INSTRUCTIONS TO FOLLOW:
Update the records by replacing "one point per instance" with "one point per object" wherever it appears, leaving everything else unchanged.

[Items from a dataset]
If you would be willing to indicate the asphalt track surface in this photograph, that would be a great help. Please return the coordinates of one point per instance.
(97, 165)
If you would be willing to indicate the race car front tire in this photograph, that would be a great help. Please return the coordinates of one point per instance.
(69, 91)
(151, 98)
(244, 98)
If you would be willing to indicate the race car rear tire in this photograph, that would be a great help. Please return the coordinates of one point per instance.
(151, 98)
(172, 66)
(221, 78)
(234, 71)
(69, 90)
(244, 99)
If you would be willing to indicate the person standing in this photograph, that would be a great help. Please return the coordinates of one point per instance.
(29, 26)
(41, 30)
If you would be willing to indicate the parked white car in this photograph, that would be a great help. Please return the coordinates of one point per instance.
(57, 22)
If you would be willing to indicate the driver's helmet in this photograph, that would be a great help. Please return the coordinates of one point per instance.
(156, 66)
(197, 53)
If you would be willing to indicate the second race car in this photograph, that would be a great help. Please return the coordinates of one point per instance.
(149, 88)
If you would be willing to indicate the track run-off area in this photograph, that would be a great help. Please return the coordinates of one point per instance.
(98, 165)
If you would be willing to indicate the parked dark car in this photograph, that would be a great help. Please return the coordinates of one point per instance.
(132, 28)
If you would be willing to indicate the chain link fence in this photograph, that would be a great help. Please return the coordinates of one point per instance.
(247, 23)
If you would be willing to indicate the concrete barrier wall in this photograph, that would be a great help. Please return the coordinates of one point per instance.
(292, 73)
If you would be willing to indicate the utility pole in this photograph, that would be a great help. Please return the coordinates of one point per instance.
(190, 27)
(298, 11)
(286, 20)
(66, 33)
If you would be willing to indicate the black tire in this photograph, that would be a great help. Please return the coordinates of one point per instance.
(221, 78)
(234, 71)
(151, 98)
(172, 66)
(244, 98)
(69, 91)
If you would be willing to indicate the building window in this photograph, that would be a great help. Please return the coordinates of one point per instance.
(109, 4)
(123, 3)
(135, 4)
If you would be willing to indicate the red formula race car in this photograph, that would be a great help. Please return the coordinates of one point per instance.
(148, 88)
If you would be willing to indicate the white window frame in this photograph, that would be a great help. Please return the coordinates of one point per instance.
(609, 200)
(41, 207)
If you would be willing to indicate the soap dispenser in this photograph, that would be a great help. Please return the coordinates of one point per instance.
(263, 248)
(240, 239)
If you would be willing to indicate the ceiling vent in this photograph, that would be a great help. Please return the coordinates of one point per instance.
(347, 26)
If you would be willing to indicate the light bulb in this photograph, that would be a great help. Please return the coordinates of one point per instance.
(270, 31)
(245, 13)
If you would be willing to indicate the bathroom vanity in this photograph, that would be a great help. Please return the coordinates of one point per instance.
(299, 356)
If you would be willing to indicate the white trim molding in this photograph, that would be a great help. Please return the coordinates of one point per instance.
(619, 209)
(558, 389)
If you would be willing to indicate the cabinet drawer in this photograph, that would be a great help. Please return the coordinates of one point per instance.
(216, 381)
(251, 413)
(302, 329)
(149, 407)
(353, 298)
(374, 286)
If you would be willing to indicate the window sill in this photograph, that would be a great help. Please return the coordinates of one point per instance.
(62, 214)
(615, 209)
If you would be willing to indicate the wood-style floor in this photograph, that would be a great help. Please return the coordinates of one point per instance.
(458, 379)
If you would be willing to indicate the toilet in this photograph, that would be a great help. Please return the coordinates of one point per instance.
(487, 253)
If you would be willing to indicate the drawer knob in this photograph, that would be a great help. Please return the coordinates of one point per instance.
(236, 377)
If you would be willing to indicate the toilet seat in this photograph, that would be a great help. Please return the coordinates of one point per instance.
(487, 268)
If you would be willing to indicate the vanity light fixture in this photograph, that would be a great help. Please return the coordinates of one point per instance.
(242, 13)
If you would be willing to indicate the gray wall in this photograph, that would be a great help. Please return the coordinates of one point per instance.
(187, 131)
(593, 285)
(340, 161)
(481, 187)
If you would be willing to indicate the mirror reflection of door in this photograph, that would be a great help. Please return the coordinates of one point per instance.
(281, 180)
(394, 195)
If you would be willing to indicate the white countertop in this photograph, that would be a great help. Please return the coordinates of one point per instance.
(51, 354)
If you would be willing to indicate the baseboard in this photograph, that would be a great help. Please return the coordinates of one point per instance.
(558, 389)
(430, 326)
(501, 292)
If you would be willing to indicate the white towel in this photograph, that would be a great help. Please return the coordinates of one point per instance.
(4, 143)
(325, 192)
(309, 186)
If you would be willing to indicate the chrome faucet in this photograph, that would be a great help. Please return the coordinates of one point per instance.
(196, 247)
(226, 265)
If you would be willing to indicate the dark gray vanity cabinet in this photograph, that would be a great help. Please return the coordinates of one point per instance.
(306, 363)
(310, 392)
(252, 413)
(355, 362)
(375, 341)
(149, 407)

COMPLETE RESPONSE:
If you would be willing to indicate the asphalt track surface in this photograph, that would be a great help. Please return the coordinates of one point per object.
(97, 165)
If you would be willing to indicate the race car front tire in this photograph, that would be a great help. Please return the coordinates of one point per object.
(69, 91)
(151, 98)
(244, 98)
If you would be willing to indicate the race car rear tire in this photograph, that would be a great help. Please return the coordinates of one point per object.
(151, 98)
(172, 66)
(221, 78)
(234, 71)
(69, 90)
(244, 99)
If you would be willing to indicate the person standing in this photograph, that would be a great help. Please return the coordinates of one point per object.
(29, 26)
(41, 30)
If you would be willing to indicate the parked white car in this photograph, that would be a great help. Please return the coordinates of one point per object.
(57, 22)
If you would be willing to indicate the driver's helmet in this photograph, that would be a great help. Please return the coordinates of one point per object.
(156, 66)
(197, 53)
If you would be willing to indicate the second race car in this photograph, that would be a great help. Please return the coordinates of one point per object.
(149, 88)
If you would be willing to indicate the track run-off area in this photograph, that would be a great help. Please return the coordinates of one point per object.
(98, 165)
If you would be willing to indicate the parked dark car in this photograph, that would be a great help. Please return the coordinates of one point per object.
(132, 28)
If you would be willing to indicate the chain link fence in this photograph, that would be a great help. Please return the coordinates of one point per object.
(247, 23)
If you would be willing to indicate the concrete barrier wall in this photograph, that would be a great help. Please return the coordinates of one point per object.
(292, 73)
If you would be willing to indicate the utility pole in this photograph, that would be a great help. Please return the coordinates of one point per object.
(190, 27)
(298, 11)
(286, 20)
(66, 33)
If you would be willing to indicate the black tire in this photograph, that would be a great help. Please return the coordinates of one point per object.
(221, 78)
(234, 71)
(151, 98)
(172, 66)
(244, 98)
(69, 91)
If you would be willing to indicate the building window in this photograph, that would be a great help. Please return the coordinates of one point per object.
(109, 4)
(123, 3)
(135, 4)
If you would be willing to indicate the red formula race car in this photograph, that would be a great help. Please return the coordinates of one point per object.
(148, 88)
If you would be willing to indicate the white window frame in this photograph, that would be a great help. Please return the coordinates of one point per object.
(609, 200)
(41, 207)
If you would be willing to indicate the soap dispenser in this photograph, that would be a great help. Please return the coordinates of one point per object.
(263, 248)
(240, 239)
If you would be willing to indicate the ceiling vent in this photograph, that would be a great help. Please return the coordinates of one point per object.
(347, 26)
If you would be willing to indicate the light bulb in this photograph, that would be a great help. Please return the coordinates of one point per object.
(270, 31)
(245, 13)
If you would be willing to indicate the bathroom vanity in this photograph, that would be a great help. Please return the coordinates of one point per object.
(299, 356)
If you would be willing to indicate the white trim molding in this photograph, that would be a great help. Please return the coordinates of one point per object.
(619, 209)
(558, 389)
If you would be willing to indicate the cabinet drawer in this photograph, that would be a great help. Please return the coordinates of one point per object.
(216, 381)
(251, 413)
(302, 329)
(149, 407)
(353, 298)
(374, 286)
If you would be willing to indicate the window sill in this photograph, that would be a great help. Please return the coordinates of one point per object.
(62, 214)
(615, 209)
If you would be willing to indicate the wood-style floor in this photograph, that would be a great help. Please return the coordinates of one point per object.
(458, 379)
If you would be willing to indicate the toilet in this photograph, that would be a great help. Please return the coordinates of one point per object.
(487, 253)
If you would be willing to indicate the drawer knob in this photograph, that would be a great help. Please return the coordinates of one point per object.
(236, 377)
If you would be willing to indicate the toilet seat in this photograph, that would be a great help. Please return the coordinates of one point per object.
(487, 268)
If you would be willing to indicate the vanity light fixture in this photograph, that would be a great help. Please return the coordinates of one point per object.
(242, 13)
If you would be willing to indicate the gray wall in this photograph, that would be a great help. Please return the coordinates of one point per object.
(187, 131)
(593, 285)
(340, 161)
(481, 187)
If you would be willing to indicate the mirror reflection of door in this photograph, that would be a great help. Please return the coordinates of one point per object.
(281, 180)
(394, 195)
If you would be willing to indicate the white countertop in this photograph, that would be a great help. Please return the coordinates of one point per object.
(51, 354)
If you would be willing to indicate the baseboard in this photograph, that would be a great help. Please return the coordinates of one point per object.
(558, 389)
(430, 326)
(501, 292)
If you would be willing to indicate the white towel in this photograph, that would be a great help. Please return the coordinates of one point per object.
(4, 143)
(325, 192)
(309, 186)
If you would be willing to indicate the chrome faucet in this photograph, that would be a great help. Please return the coordinates of one point per object.
(196, 247)
(226, 265)
If you would be willing to indicate the dark gray vanity cabinet in this photograph, that would be a great help. Please return the coordinates of one point per object.
(306, 363)
(310, 392)
(252, 413)
(355, 362)
(375, 341)
(149, 407)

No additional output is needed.